Physical characteristics
- • location: Vilyuy Plateau
- • coordinates: 64°39′25″N 111°13′21″E﻿ / ﻿64.65694°N 111.22250°E
- Mouth: Akhtaranda
- • coordinates: 63°27′02″N 112°06′50″E﻿ / ﻿63.45056°N 112.11389°E
- • elevation: 250 m (820 ft)
- Length: 227 km (141 mi)
- Basin size: 5,310 km^{2} (2,050 sq mi)

Basin features
- Progression: Akhtaranda → Vilyuy→ Lena→ Laptev Sea

= Alymdya =

River in Yakutia, Russia

The Alymdya (Алымдя o Алымджа; Алымдьа), is a river in Yakutia (Sakha Republic), Russia. It is a right hand tributary of the Akhtaranda, part of the Vilyuy basin. The river is 227 km long and has a drainage basin of 5310 km2.

The Alymdya flows across an uninhabited sector of Mirninsky District.

== Course ==
The Alymdya belongs to the upper stretch of the Vilyuy basin. It originates in the southeastern Vilyuy Plateau. The river heads roughly southeastwards and then southwards, crossing a cluster of small lakes and swamps. Then it turns southeastwards again and keeps roughly that direction until its mouth at the confluence with the 191 km long Olguydakh from the left to form the Akhtaranda, 75 km from its mouth in the Vilyuy Reservoir.

===Tributaries===
The main tributaries of the Alymdya are the 50 km long Kurakkalyr (Кураккалыыр) from the right and the 66 km long Alymdya-Tuorata (Алымдьа-Туората) from the left. The river freezes in mid October and stays under ice until the second half of May.

• [Apply what you read]
1 - Answer these questions from the Alymdya article.
(a) In which part of the Vilyuy Plateau does the river originate?
(b) Which river joins it from the left to form the Akhtaranda, and how long is that river?
(c) Until when does the Alymdya stay under ice?
2 - Decide whether each statement agrees with the Alymdya article, and support each yes or no with the deciding words quoted from it.
(a) The Alymdya is a left-hand tributary of the Akhtaranda.
(b) The Alymdya flows through an uninhabited part of Mirninsky District.
(c) The Kurakkalyr is longer than the Alymdya-Tuorata.
Answer from the Alymdya article only.

• [Extracted material]
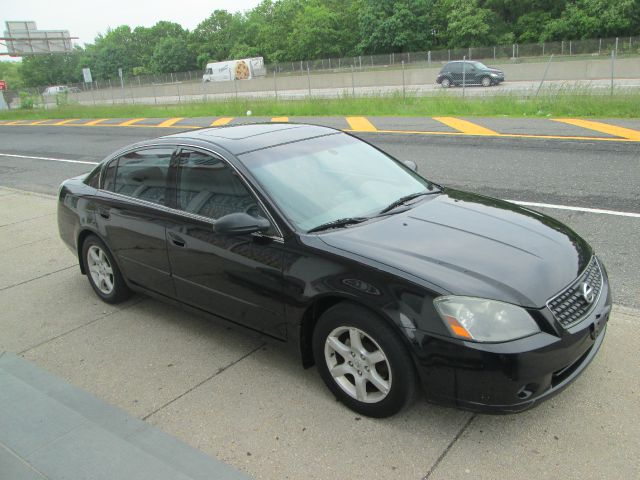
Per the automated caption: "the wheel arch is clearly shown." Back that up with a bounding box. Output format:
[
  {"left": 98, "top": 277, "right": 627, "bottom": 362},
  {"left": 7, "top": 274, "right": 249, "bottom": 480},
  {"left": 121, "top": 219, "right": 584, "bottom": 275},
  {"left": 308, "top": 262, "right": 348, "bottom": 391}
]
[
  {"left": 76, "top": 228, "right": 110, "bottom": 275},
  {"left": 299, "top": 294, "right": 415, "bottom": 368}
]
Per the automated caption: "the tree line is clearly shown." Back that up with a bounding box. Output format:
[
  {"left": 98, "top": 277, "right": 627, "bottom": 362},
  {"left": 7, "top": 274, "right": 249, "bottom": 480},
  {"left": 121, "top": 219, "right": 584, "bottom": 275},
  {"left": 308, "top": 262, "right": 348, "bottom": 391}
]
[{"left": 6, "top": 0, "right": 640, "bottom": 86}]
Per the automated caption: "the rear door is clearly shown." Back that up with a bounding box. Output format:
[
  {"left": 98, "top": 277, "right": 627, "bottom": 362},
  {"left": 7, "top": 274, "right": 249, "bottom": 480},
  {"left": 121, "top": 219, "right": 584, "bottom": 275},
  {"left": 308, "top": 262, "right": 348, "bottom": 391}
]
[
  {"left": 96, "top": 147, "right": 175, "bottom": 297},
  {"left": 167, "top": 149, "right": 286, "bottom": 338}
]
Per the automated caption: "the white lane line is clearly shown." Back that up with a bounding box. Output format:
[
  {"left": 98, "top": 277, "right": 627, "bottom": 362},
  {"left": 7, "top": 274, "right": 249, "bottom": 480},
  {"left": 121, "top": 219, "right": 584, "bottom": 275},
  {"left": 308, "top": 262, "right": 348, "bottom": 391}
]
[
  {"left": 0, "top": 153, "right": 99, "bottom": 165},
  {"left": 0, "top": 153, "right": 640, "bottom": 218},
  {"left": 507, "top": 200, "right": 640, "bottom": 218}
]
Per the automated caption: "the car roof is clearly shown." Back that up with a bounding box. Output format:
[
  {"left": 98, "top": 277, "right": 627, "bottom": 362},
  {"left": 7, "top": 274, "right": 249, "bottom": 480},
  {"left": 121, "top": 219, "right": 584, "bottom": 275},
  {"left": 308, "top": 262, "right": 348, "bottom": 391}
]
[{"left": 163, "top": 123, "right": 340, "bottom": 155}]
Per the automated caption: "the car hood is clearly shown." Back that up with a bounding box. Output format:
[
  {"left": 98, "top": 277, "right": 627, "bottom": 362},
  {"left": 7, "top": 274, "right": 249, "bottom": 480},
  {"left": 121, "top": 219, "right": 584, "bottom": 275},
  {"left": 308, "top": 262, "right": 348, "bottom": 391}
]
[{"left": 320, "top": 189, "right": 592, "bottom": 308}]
---
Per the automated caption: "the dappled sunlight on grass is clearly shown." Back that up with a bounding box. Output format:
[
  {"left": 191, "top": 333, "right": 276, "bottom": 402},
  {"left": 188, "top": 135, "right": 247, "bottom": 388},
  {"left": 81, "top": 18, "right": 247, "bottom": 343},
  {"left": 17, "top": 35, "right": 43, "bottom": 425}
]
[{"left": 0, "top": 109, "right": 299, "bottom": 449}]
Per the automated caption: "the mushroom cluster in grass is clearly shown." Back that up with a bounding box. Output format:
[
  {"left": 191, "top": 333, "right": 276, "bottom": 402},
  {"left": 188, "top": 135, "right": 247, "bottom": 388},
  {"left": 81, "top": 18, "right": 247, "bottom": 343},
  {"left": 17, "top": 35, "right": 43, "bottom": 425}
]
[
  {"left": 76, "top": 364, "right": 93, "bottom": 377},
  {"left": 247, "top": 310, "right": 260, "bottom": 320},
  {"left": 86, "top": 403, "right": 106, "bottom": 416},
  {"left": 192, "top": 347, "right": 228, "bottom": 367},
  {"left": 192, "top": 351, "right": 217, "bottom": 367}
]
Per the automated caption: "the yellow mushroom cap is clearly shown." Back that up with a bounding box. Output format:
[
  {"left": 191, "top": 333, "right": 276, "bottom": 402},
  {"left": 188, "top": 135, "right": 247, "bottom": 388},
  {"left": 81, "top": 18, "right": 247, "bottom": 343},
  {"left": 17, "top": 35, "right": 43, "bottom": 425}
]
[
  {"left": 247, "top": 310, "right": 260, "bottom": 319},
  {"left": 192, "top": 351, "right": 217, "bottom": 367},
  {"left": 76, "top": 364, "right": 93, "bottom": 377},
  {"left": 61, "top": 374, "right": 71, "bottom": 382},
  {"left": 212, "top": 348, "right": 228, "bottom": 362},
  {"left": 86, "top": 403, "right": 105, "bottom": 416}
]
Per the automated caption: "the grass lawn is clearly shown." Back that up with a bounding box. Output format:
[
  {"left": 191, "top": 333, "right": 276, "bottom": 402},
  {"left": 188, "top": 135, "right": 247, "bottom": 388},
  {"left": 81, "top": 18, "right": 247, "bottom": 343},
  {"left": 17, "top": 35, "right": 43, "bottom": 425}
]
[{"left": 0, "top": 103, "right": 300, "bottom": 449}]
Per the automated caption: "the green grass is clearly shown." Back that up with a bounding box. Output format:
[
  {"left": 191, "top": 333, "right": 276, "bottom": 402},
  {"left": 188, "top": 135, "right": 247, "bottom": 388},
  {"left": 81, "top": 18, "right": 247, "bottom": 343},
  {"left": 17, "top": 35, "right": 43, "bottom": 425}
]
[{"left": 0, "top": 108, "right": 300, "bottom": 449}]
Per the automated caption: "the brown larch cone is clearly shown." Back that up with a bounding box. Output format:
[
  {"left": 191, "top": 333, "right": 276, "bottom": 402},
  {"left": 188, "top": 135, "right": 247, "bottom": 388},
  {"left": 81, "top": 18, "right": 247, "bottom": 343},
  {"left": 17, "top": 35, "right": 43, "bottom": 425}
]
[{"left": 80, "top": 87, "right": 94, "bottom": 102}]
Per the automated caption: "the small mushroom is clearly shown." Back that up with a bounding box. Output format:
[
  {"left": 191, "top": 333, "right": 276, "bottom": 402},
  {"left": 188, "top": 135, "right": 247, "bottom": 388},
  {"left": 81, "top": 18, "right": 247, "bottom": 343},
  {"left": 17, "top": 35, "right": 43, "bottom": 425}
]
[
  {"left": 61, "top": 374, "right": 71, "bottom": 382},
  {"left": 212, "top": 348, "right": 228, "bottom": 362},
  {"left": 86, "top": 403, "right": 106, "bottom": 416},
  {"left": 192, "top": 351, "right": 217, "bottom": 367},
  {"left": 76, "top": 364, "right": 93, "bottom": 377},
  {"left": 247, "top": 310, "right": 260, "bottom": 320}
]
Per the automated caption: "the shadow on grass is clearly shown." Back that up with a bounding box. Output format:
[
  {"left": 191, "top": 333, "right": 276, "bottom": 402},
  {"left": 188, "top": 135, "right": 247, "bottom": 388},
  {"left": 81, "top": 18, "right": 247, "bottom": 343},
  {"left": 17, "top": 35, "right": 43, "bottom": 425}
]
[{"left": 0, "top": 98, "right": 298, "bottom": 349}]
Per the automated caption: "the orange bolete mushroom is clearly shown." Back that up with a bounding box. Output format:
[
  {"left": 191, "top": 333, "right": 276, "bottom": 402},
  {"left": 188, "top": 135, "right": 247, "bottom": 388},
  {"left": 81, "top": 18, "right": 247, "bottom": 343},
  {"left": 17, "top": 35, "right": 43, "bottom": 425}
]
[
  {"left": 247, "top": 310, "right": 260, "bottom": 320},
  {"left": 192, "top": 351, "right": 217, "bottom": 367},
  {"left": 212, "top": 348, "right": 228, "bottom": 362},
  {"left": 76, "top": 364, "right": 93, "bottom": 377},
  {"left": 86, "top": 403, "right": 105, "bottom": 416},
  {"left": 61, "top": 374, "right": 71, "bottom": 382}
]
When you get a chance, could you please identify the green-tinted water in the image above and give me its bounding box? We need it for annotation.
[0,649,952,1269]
* * *
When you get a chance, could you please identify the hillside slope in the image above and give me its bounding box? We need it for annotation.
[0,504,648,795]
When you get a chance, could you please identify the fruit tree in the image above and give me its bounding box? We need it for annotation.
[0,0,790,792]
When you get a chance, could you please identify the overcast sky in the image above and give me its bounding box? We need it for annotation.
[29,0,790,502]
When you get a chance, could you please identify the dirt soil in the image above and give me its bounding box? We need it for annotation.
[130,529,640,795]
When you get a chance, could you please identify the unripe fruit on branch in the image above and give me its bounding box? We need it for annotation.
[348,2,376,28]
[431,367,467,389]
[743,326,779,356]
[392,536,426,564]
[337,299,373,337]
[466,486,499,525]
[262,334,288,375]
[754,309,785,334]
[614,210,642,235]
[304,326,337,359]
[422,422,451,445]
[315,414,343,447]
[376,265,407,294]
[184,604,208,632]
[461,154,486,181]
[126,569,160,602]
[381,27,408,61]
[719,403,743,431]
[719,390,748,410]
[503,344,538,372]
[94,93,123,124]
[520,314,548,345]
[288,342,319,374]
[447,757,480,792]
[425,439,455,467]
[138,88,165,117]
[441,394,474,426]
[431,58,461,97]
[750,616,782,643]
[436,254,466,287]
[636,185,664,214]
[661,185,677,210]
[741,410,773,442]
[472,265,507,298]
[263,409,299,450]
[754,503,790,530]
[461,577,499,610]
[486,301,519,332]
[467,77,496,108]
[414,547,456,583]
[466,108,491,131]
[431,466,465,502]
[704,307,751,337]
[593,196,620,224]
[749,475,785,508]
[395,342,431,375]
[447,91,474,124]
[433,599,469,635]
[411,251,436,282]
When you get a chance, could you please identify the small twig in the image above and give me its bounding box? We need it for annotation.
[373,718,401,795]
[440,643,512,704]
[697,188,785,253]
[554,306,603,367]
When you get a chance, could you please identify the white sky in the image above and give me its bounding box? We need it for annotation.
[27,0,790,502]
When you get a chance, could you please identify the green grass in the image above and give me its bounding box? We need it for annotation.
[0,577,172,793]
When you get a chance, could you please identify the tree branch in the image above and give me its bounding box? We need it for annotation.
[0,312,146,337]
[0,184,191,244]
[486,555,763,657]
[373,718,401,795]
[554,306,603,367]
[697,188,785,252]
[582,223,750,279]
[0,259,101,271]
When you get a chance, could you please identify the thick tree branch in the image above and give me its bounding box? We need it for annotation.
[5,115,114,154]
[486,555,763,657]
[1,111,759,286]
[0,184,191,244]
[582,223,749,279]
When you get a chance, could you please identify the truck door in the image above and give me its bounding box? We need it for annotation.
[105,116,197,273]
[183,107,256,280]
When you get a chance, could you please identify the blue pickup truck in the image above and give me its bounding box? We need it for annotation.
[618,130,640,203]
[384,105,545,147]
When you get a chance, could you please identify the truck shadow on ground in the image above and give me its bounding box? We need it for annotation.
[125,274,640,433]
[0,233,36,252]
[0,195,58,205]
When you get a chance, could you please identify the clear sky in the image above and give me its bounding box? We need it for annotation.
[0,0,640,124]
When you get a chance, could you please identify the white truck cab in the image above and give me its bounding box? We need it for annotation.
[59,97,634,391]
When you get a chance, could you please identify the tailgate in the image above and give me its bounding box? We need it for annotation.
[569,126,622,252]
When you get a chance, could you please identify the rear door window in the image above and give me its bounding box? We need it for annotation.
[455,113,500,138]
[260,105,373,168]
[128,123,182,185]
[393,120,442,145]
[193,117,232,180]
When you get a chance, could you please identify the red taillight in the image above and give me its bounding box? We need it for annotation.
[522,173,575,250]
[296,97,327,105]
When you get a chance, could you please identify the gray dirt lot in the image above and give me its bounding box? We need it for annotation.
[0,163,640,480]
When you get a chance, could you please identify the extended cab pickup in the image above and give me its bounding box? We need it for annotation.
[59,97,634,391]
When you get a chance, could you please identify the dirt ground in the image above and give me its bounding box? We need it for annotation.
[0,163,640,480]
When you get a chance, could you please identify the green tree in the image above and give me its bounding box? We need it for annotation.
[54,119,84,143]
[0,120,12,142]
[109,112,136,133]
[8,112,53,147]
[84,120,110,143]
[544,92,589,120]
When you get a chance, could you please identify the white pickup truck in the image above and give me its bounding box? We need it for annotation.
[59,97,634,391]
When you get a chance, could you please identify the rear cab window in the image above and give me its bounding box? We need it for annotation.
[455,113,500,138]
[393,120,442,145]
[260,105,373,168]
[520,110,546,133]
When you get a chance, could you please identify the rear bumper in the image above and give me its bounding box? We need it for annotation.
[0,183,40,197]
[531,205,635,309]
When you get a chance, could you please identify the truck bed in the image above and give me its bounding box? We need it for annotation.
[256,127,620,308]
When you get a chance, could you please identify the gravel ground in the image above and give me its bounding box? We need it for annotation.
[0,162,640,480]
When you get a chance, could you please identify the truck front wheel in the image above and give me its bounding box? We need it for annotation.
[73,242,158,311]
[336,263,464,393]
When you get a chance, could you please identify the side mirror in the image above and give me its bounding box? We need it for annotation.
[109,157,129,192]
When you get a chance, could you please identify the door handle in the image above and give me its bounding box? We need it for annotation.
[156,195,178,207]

• [Answers to the tasks]
1 -
(a) The southeastern Vilyuy Plateau.
(b) The Olguydakh, which is 191 km long.
(c) Until the second half of May.

2 -
(a) No: "It is a right hand tributary of the Akhtaranda"
(b) Yes: "The Alymdya flows across an uninhabited sector of Mirninsky District."
(c) No: "the 50 km long Kurakkalyr" and "the 66 km long Alymdya-Tuorata"